Extract provided =>
((

Russ Dsa [00:21:04]: Because voice agents are not web applications. They are stateful. They're always running for as long as the session is running. They're constantly processing voice and generating voice. So it's not like a connect, send some data, do a database operation, disconnect kind of thing. It's stateful and always on. And so how do you deploy and load balance, something like that? It's just a different paradigm. Then of course, you have the run part of it.

Russ Dsa [00:21:28]: So you deploy it. Now how do you run it? That's our network infrastructure, that's our telephony infrastructure. And then on the end, it's like, once you're running it, how do you observe it? Where's the data dog or the new relic for voice AI?

Demetrios Brinkmann [00:21:42]: Shout out to Tom. That's another great member of your team.

))

Activity list =>
#1 Using the transcript excerpt on voice agents, decide whether each statement agrees with it: (a) Voice agents work like a connect, send data, disconnect operation. (b) Voice agents keep running for as long as the session runs. (c) Demetrios Brinkmann gives a shout out to Tom. Answer yes or no for each, quoting the words of the excerpt that decide it.
#2 Pick up the transcript about deploying, running and observing voice agents and carry it on from its final line.

Given information =>
((

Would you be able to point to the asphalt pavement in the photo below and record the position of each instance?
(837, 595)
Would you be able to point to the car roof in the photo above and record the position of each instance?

))

Exercise results =>
#1
(a) No: "So it's not like a connect, send some data, do a database operation, disconnect kind of thing."
(b) Yes: "They're always running for as long as the session is running."
(c) Yes: "Shout out to Tom."

#2
Russ Dsa [00:21:48]: I want to see something bad about Tom and then say he's awesome afterward. But yeah, we got to. I have nothing bad to say about Tom. Tom's amazing. And so building that end to end platform is really what we're trying to do.

Russ Dsa [00:22:01]: Right.

Russ Dsa [00:22:02]: And it's not because we are dreaming it up and it's like, this is what everyone needs and if we build that, they will come Field of dream style. It's because our community and users are literally asking for this stuff every day. They're like, I built this agent, I'm running this agent on the network. It's working great. But I'm struggling with deploying it.

Russ Dsa [00:22:21]: So.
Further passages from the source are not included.